- _What is expected_:
Answer these questions about the court opinion excerpt below:
1. How many District of New Mexico judges have found the Government's interpretation of the statute correct?
2. Which judge questioned in dicta, "Why include the 30 day wait period"?
3. Within how many days of receipt must the Director of the BOP respond to an appeal?

- _Excerpted passage_:
*****

United States v. Seng, 459 F.Supp.3d 527, 537 (S.D.N.Y. 2020), rev'd on reconsideration on other grounds, No. S5 15-CR-706 (VSB), 2021 WL 961749 (S.D.N.Y. Mar. 15, 2021).

In the District of New Mexico, at least three judges have found that the Government's interpretation of the statute is correct. See, e.g., United States v. Olsson, No. 13-CR-2051 KWR, 2020 WL 6869979, at *1 (D.N.M. Nov. 23, 2020); United States v. Llantada, No. CR 14-832 KG, 2020 WL 6822827, at *2 (D.N.M. Nov. 20, 2020); United States v. Valenzuela, No. 15-CR-01460-WJ, 2020 WL 5439803, at *1 (D.N.M. Sept. 10, 2020). Two judges have disagreed with the Government's position. See United States v. Bell, No. CR 00-1425 JAP, 2020 WL 5505505, at *3 (D.N.M. Sept. 10, 2020); United States v. Garcia, No. 17-CR-02242-MV, 2021 WL 258238, at *3 (D.N.M. Jan. 26, 2021). In Garcia, United States District Judge Martha Vázquez questioned in dicta, “Why include the 30 day wait period if its only function is to prompt the warden to respond faster but does not restrict the overall timeframe of an appeal to the BOP?” See 2021 WL 258238, at *3 (quoting United States v. Carter, 469 F.Supp.3d 583, 587 (S.D. W.Va. 2020)). Mr. Bowyer argues something similar, noting that while the Director of the BOP must respond to an appeal within 20 days of receipt, the regulation does not provide a similar “time limit for a rejection by the General Counsel or the Regional Director.” (Doc. 46 at 3.) See also 28 C.F.R. § 542.15(a). Yet, this is not the situation that Mr. Bowyer faces, and the Court need not consider it at this juncture.

*****

- _Recorded data_:
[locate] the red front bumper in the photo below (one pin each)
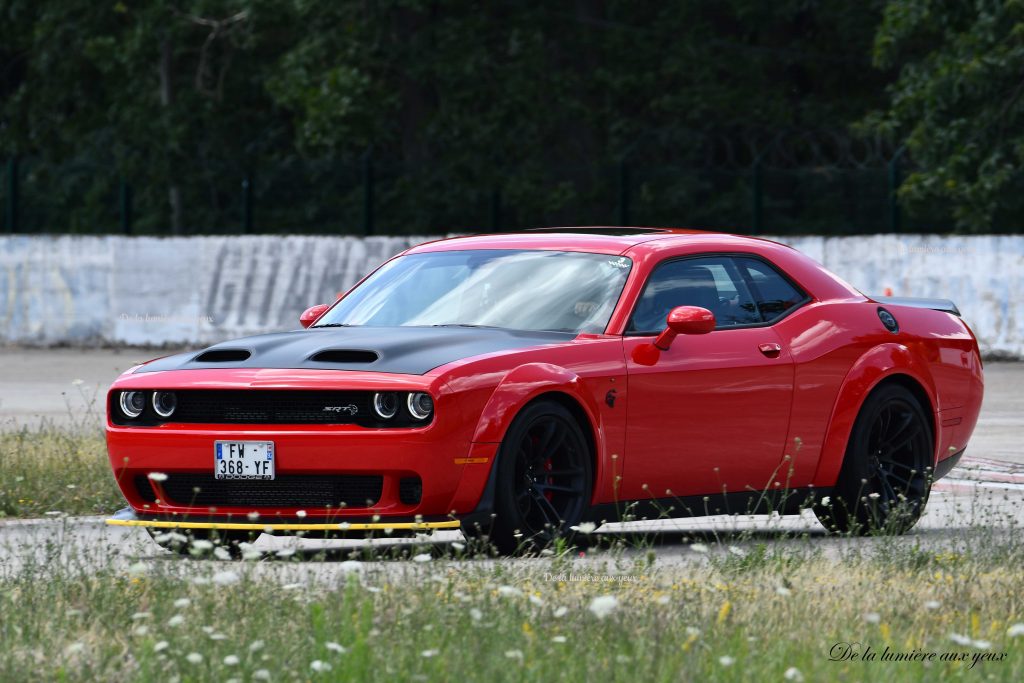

*****

- _Answer box_:
1. At least three judges.
2. United States District Judge Martha Vázquez, in Garcia.
3. Within 20 days of receipt.